Excerpt —
══════════

Welcome back to the concluding part of my review-summary of Dava Sobel's Galileo's Daughter. In part one I covered how Galileo was a prodigious polymath, something which often gets lost in the simplified "he was imprisoned for teaching that the Sun goes around the Earth" version of events. I also looked briefly at Galileo as a man, ending with how for him, the idea of a conflict between natural inquiry and holy doctrine barely made sense.
In this second part, I'll begin with these now largely estranged viewpoints didn't pose a problem for Galileo's own philosophy, but then how this came into such prominent conflict with the Church. I'll end with a look at whether Sobel's own interpretation – that the problem was not one of a clash of world views – is really correct.
3) Galileo the Philosopher
Galileo, says Sobel, believed that God revealed truths through two books. One of these was Holy Scripture, which could never be wrong, but could be misinterpreted and wasn't intended to be taken literally. The second was nature itself, "this grand book the Universe". Observation was truth and could never be wrong. Where the two appeared in conflict, ultimately nature must prevail, and scripture recognised to be symbolic :
"Holy Scripture and Nature are both emanations from the divine word : the former dictated by the Holy Spirit, the latter the observant executrix of God's commands."
Key here is that while Galileo might be somewhat morally flexible, he really seems to have believed this. Nor was this an unusual or even unorthodox view. While Galileo himself popularised the famous quote that the Bible tells us how to go to heaven, not how the heavens go... the original source was no less than a Cardinal ! Indeed, the book is replete with high-ranking Church officials endorsing Galileo's work with some enthusiasm, and until the moment of the publication of the famous Dialogue, it would be hard to see him as being anything other than on the best of terms with the Church fathers.
Not everyone, it's true, was a fan, but the overwhelming nature of his detractors appears to have been one of envy. There might be a smattering of religious fanaticism here and there, but Galileo himself dismissed this as mere "pretended religion", a means to an end, not a sincere belief at all.
This view of nature as the work of God led to a total rejection of the idea of intelligent design. He offers an argument for accepting uncertainty and rejecting the exalted status of mankind which is at once both theological and scientific :
"When I am told that an immense space interposed between the planetary orbits and the starry sphere would be useless and vain, being idle and devoid of stars, and that any immensity going beyond our comprehension would be superfluous for holding the fixed stars, I say that it is brash for our feebleness to attempt to judge the reason for God's actions, and to call everything in the universe vain and superfluous which does not serve us."

══════════

Information supplied —
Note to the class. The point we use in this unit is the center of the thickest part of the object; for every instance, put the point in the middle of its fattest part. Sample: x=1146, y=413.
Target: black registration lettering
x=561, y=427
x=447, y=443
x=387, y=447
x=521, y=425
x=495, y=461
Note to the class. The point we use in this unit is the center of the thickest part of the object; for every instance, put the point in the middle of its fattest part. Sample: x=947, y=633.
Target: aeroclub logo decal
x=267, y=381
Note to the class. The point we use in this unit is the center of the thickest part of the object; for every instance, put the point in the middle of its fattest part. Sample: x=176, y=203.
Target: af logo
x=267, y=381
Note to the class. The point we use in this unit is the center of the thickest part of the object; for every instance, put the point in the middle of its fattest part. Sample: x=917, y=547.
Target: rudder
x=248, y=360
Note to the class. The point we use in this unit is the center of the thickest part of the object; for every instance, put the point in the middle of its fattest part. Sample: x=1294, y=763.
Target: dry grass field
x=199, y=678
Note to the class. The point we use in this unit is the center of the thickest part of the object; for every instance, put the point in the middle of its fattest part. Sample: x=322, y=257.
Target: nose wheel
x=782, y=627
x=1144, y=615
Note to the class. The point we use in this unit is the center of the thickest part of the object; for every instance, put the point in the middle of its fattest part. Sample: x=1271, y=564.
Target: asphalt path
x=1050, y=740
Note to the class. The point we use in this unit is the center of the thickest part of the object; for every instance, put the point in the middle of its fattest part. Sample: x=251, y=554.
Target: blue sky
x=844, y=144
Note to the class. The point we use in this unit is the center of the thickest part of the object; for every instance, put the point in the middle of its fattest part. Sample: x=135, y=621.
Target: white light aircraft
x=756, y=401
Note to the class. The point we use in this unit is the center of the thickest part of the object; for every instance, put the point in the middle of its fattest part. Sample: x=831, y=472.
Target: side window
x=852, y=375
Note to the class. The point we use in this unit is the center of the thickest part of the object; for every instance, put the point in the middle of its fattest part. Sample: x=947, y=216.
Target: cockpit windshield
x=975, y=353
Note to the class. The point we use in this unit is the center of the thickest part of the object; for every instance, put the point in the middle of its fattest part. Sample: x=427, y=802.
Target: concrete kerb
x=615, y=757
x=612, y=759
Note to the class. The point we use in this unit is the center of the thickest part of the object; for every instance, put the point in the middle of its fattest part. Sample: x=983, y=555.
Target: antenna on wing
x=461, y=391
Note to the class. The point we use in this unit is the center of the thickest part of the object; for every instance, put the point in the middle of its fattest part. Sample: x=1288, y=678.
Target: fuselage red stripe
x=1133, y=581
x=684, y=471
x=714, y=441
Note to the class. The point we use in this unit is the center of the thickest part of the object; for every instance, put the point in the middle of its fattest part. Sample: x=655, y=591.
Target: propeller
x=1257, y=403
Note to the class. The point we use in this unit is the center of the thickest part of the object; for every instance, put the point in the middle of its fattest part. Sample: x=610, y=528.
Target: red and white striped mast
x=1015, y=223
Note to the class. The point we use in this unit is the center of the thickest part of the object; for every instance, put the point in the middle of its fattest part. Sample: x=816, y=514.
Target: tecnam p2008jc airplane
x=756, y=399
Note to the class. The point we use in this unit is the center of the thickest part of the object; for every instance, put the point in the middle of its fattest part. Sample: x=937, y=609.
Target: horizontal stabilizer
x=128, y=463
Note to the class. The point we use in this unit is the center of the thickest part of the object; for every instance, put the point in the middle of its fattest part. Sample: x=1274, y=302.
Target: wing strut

══════════

Task set —
A: Please rewrite everything in the review from "Welcome back to" down to "barely made sense.", putting "scholar" where "polymath" stands.
B: Answer these questions on the review:
(i) Through how many books did Galileo believe God revealed truths?
(ii) What does the review say was the overwhelming nature of Galileo's detractors?
(iii) What did Galileo call the religious fanaticism he dismissed?
C: List every passage that the review sets in quotation marks.

Task responses —
A:
Welcome back to the concluding part of my review-summary of Dava Sobel's Galileo's Daughter. In part one I covered how Galileo was a prodigious scholar, something which often gets lost in the simplified "he was imprisoned for teaching that the Sun goes around the Earth" version of events. I also looked briefly at Galileo as a man, ending with how for him, the idea of a conflict between natural inquiry and holy doctrine barely made sense.

B:
(i) Two
(ii) Envy
(iii) "pretended religion"

C:
- "he was imprisoned for teaching that the Sun goes around the Earth"
- "this grand book the Universe"
- "Holy Scripture and Nature are both emanations from the divine word : the former dictated by the Holy Spirit, the latter the observant executrix of God's commands."
- "pretended religion"
- "When I am told that an immense space interposed between the planetary orbits and the starry sphere would be useless and vain, being idle and devoid of stars, and that any immensity going beyond our comprehension would be superfluous for holding the fixed stars, I say that it is brash for our feebleness to attempt to judge the reason for God's actions, and to call everything in the universe vain and superfluous which does not serve us."